> TASK DIRECTIONS: Your answer must be every record below, written out exactly as it appears.

> MATERIAL TO PROCESS:

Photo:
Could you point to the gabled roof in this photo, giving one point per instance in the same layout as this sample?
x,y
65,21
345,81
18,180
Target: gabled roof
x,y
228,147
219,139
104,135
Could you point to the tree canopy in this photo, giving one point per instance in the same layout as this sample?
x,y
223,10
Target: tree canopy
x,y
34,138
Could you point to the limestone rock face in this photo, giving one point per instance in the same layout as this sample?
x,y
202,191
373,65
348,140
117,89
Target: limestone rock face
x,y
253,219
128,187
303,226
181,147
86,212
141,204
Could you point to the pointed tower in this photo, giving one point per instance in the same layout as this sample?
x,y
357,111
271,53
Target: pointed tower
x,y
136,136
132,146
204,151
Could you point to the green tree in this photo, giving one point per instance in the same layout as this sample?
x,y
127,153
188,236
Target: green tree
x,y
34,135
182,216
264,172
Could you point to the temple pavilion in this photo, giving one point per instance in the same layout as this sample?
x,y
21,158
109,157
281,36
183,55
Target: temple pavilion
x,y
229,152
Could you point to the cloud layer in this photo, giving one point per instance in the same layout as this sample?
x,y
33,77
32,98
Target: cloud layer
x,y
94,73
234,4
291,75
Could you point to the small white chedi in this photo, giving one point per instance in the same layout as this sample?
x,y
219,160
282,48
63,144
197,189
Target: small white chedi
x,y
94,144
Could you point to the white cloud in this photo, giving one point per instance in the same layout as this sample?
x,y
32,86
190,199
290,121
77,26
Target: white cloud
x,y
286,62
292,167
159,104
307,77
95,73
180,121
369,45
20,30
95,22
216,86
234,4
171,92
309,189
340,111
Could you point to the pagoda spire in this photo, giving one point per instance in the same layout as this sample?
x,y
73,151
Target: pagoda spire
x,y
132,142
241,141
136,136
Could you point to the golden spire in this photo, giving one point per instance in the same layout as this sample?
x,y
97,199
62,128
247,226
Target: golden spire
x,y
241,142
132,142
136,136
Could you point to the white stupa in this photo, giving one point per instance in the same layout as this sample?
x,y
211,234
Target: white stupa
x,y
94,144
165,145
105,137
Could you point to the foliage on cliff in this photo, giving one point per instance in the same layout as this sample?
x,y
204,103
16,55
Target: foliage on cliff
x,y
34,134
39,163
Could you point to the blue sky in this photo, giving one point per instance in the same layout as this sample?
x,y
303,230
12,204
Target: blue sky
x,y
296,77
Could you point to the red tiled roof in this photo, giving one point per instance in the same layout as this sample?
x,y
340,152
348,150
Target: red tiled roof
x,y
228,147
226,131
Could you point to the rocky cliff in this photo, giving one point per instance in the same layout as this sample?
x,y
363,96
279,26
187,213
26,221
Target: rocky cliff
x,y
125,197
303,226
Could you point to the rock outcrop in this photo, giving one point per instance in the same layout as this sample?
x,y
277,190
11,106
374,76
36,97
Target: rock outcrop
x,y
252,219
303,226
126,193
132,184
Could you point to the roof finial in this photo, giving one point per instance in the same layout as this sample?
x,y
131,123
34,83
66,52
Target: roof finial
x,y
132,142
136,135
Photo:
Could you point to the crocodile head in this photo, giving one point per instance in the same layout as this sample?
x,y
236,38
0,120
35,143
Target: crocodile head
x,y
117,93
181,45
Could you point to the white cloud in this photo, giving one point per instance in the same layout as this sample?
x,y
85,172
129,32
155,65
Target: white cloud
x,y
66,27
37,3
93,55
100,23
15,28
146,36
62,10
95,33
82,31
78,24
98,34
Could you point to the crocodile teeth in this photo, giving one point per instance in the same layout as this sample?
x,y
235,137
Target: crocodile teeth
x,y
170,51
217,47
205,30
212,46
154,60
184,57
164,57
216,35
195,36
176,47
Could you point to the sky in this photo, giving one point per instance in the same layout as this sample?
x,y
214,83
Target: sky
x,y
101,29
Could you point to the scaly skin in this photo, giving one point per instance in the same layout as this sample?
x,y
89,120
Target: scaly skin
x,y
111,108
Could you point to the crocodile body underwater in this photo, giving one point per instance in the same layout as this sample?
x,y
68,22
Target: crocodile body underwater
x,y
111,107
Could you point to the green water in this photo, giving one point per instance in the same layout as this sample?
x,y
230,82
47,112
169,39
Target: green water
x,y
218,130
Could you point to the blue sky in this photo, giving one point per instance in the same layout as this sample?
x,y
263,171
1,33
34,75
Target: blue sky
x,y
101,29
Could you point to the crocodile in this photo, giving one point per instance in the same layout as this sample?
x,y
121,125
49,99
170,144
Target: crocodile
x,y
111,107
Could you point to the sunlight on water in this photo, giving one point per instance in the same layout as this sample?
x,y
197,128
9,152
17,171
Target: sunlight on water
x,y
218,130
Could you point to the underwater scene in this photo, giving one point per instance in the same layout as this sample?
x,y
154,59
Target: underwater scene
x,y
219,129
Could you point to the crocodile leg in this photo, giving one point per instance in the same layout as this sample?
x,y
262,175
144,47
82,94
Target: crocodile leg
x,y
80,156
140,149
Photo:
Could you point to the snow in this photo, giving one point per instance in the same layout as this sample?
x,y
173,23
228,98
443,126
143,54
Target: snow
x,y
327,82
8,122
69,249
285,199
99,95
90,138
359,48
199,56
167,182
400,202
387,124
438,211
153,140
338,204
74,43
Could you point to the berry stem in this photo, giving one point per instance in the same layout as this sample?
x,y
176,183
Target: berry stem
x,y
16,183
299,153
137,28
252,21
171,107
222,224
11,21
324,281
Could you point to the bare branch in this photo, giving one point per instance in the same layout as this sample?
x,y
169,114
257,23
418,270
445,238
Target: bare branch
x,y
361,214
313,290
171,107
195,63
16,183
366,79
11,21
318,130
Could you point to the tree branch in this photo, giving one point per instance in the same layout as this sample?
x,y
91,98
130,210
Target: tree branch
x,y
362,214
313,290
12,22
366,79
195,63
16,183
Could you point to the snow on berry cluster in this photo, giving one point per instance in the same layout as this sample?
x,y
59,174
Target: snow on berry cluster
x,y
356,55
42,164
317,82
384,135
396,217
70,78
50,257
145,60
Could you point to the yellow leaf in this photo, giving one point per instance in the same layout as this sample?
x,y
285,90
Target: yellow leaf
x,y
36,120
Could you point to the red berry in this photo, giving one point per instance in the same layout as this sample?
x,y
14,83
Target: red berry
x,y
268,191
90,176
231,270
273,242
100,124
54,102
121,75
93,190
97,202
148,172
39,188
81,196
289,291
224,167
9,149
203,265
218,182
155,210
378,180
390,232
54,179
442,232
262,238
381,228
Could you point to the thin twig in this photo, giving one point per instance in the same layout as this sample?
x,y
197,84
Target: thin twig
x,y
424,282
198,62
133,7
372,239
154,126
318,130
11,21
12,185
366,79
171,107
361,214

> WRITTEN RESPONSE:
Photo:
Could you point to the gabled roof in this photo, giving one point per instance in the same layout as this sample?
x,y
65,21
345,81
18,180
Target: gabled roof
x,y
228,147
219,139
104,135
Could you point to the tree canopy in this photo, giving one point per instance in the same layout as this sample?
x,y
223,10
Target: tree canopy
x,y
34,138
Could you point to the limestone rock face in this photo, giving one point per instance in the same layout as this sample?
x,y
202,191
373,65
348,140
117,89
Target: limestone rock face
x,y
253,219
128,187
303,226
181,147
86,212
141,204
Could you point to the pointed tower in this photo, giving one point per instance in the same layout as this sample?
x,y
357,111
271,53
Target: pointed tower
x,y
136,136
132,146
204,151
Could you point to the green tree in this photo, giving one point per instance in the same layout as this sample?
x,y
127,153
188,236
Target: green tree
x,y
34,135
182,216
264,172
Could you point to the temple pavilion in this photo, giving one point per instance in the same layout as this sample?
x,y
21,158
109,157
281,36
183,55
Target: temple pavilion
x,y
229,152
Could you point to the cloud layer in this photo, giving one point per instance in the same layout as this sample?
x,y
33,77
32,98
Target: cloud layer
x,y
94,73
234,4
291,75
Could you point to the small white chedi in this photo, giving one point per instance in the same layout as this sample?
x,y
219,160
282,48
63,144
197,189
Target: small white chedi
x,y
94,144
Could you point to the white cloud in this photo, giving one point per instance in the same layout as this sample?
x,y
32,86
190,199
290,121
77,26
Target: white cloud
x,y
286,62
292,167
159,104
307,77
95,73
180,121
369,45
20,30
95,22
216,86
234,4
171,92
309,189
340,111
Could you point to the pagoda spire in this photo, giving one point per instance in the same layout as this sample?
x,y
73,151
Target: pagoda spire
x,y
132,142
241,141
136,136
Could you point to the golden spire in this photo, giving one point per instance in the same layout as this sample?
x,y
97,199
62,128
247,226
Target: golden spire
x,y
241,142
132,142
136,136
Could you point to the white stupa in this photo, giving one point per instance in the same layout as this sample?
x,y
211,234
Target: white stupa
x,y
94,144
165,145
105,137
Could you point to the foliage on cliff in this photo, giving one point per instance in the same layout as this sample?
x,y
204,103
16,55
Target: foliage on cliff
x,y
34,134
39,163
Could you point to the blue sky in this photo, giving one point per instance in the same layout as this sample?
x,y
303,230
12,204
Target: blue sky
x,y
296,77
Could you point to the red tiled roof in this photo, giving one point per instance in the same layout as this sample?
x,y
340,152
348,150
Target: red tiled roof
x,y
228,147
226,131
Could you point to the rocky cliff in this photo, giving one point per instance in the same layout as this sample?
x,y
363,96
279,26
187,213
26,221
Target: rocky cliff
x,y
125,197
303,226
Could you point to the rock outcrop in this photo, giving one point per instance in the same layout as this sample?
x,y
277,190
11,106
374,76
36,97
Target: rock outcrop
x,y
252,219
303,226
126,193
132,184
Could you point to the roof finial in this photo, giving one point per instance in the same layout as this sample?
x,y
131,123
34,83
66,52
Target: roof finial
x,y
132,142
136,135
Photo:
Could you point to the crocodile head in this photo, giving one point per instance in the same layout as this sample?
x,y
236,38
0,120
35,143
Target: crocodile head
x,y
117,93
181,45
Could you point to the white cloud in this photo, giving one point per instance in the same layout as this sample?
x,y
85,172
129,32
155,65
Target: white cloud
x,y
66,27
37,3
93,55
100,23
15,28
146,36
62,10
95,33
82,31
78,24
98,34
Could you point to the crocodile teeth in this photo, giving one point per instance in the same layout as this sample?
x,y
235,137
Target: crocodile teeth
x,y
170,51
217,47
205,30
212,46
154,60
184,57
164,57
216,35
195,36
176,47
Could you point to the sky in this photo, giving one point per instance in the same layout as this sample?
x,y
214,83
Target: sky
x,y
101,29
Could you point to the scaly skin in this photo, giving one point per instance in the same layout as this sample?
x,y
89,120
Target: scaly skin
x,y
111,108
Could you point to the crocodile body underwater in this photo, giving one point per instance in the same layout as this sample?
x,y
68,22
Target: crocodile body underwater
x,y
111,107
Could you point to the green water in this photo, giving one point per instance in the same layout as this sample?
x,y
230,82
47,112
169,39
Target: green water
x,y
218,130
Could you point to the blue sky in this photo, giving one point per instance in the same layout as this sample?
x,y
263,171
1,33
34,75
Target: blue sky
x,y
101,29
Could you point to the crocodile in this photo, giving one point per instance in the same layout as this sample?
x,y
121,125
49,99
170,144
Target: crocodile
x,y
111,107
Could you point to the sunlight on water in this photo, giving one point per instance in the same layout as this sample?
x,y
197,128
9,152
17,171
Target: sunlight on water
x,y
218,130
Could you point to the underwater scene in this photo, giving one point per instance in the same layout as this sample?
x,y
154,59
Target: underwater scene
x,y
219,129
Could you point to the crocodile leg in this photo, giving one point per instance in the same layout as this sample?
x,y
262,175
144,47
82,94
Target: crocodile leg
x,y
80,156
140,149
Photo:
Could you point to the snow in this photo, giving one point per instance in the same layout as this sample?
x,y
173,23
228,98
443,126
143,54
Target: snow
x,y
327,82
8,122
69,249
285,199
99,95
90,138
359,48
199,56
167,182
400,202
387,124
438,211
153,140
338,204
74,43
Could you point to the berry stem in this photo, giving one point per instance in the same layout as this sample?
x,y
176,183
Target: berry stem
x,y
16,183
299,153
137,28
252,21
171,107
222,224
11,21
324,281
Could you point to the bare branch in this photo, giving one point per instance in the same layout as this sample?
x,y
169,114
257,23
418,270
445,238
Target: bare branch
x,y
361,214
313,290
171,107
195,63
16,183
366,79
11,21
318,130
Could you point to the tree branch in this photo, giving one point per instance in the same layout as this sample?
x,y
91,98
130,210
Target: tree branch
x,y
362,214
313,290
12,22
366,79
195,63
16,183
Could you point to the snow on berry cluster in this photo, giving one point per instance in the same layout as this sample?
x,y
59,174
Target: snow on berry cluster
x,y
356,55
42,164
317,82
384,135
396,217
70,78
50,257
145,60
Could you point to the yellow leaf in this photo, giving one point per instance in the same layout as this sample?
x,y
285,90
Target: yellow leaf
x,y
36,120
Could you point to the red berry in this photo, giving one point per instance in the same layout as this sample?
x,y
14,83
Target: red berry
x,y
268,191
90,176
231,270
273,242
100,124
54,102
121,75
93,190
97,202
148,172
39,188
81,196
289,291
224,167
9,149
203,265
218,182
155,210
378,180
390,232
54,179
442,232
262,238
381,228
Could you point to the thin twig in this photo, giving one point per instance in the same layout as this sample?
x,y
197,84
Target: thin twig
x,y
424,282
198,62
133,7
372,239
154,126
318,130
11,21
12,185
366,79
171,107
361,214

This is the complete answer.